# [Task goal]
Reproduce all of the data below word for word, but leave out the pictures.

# [Supplied records]
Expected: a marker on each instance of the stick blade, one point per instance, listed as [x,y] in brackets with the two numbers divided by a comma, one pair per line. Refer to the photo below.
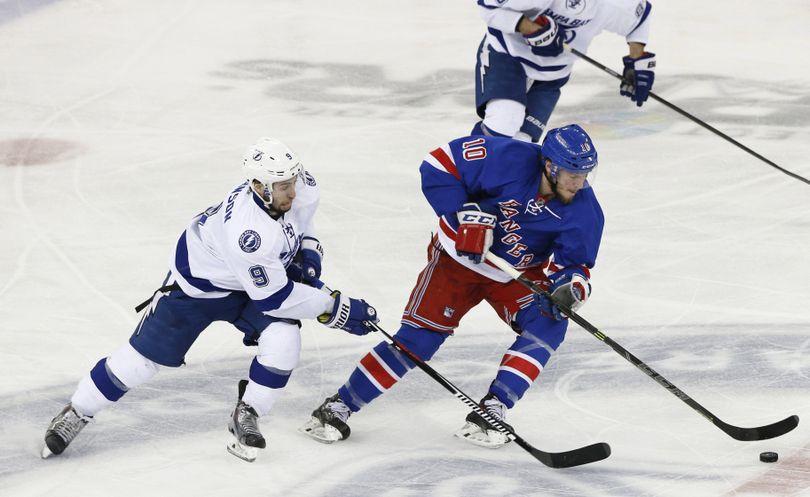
[762,432]
[571,458]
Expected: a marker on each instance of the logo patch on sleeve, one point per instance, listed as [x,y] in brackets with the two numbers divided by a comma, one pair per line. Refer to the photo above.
[250,241]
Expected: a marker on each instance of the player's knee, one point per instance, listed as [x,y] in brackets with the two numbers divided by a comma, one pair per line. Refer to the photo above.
[130,367]
[280,346]
[504,117]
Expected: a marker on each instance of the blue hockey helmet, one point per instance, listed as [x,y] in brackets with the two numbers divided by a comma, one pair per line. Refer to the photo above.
[569,148]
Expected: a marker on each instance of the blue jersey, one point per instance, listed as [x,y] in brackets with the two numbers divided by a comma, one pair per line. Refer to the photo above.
[503,177]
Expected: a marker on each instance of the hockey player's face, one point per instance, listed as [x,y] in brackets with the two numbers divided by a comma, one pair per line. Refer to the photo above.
[283,195]
[568,184]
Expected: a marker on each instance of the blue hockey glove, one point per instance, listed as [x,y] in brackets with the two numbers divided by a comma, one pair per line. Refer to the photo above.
[638,77]
[548,40]
[569,287]
[474,236]
[348,315]
[306,267]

# [Reply to the exercise]
Expected: a marker on each instance of the stick blade, one point per instance, listed as [x,y] in brackets with the two numbers divided by a comma, one pair per line. Refer to the photo below.
[762,432]
[571,458]
Expected: a marker on each instance of the logo patch on sleeve, one point per instance, listed as [x,y] in brackets with the two numbers divided by a comma, one pair per line. Refer to the photo above.
[250,241]
Expected: a marker on each instance of the player's knee, one point per instance, listed as [x,y] in brackets with the two numbers divided by a comma, one pair per line. Refer to the photo above.
[130,367]
[280,346]
[504,117]
Expected: a marker on each instance of the blue hockey helmet, one point per instance, listed as [x,y] in brackets with the two numbers divided by a comma, one pair per line. Refer to the photo above.
[569,148]
Expected: a marker on each instance of the blue jersey, one point per instance, listed as [x,y] in brackets with the two numbers divided by a comma, one pair per line. Refer to the photo above.
[503,177]
Expected: a marker on each instance of the hockey player's face, one point per instance, listed as [x,y] in brackets with the two numbers divided by a comma, one pair per line. Refer to the photo above.
[283,195]
[568,184]
Expected: a marker on each instance of the blue hockey glove, one point per instance, listed as [x,y] in brackets with the two numbers divided by a comma, one pair per line. Refer to the photo above.
[638,77]
[548,40]
[569,287]
[474,236]
[348,315]
[306,267]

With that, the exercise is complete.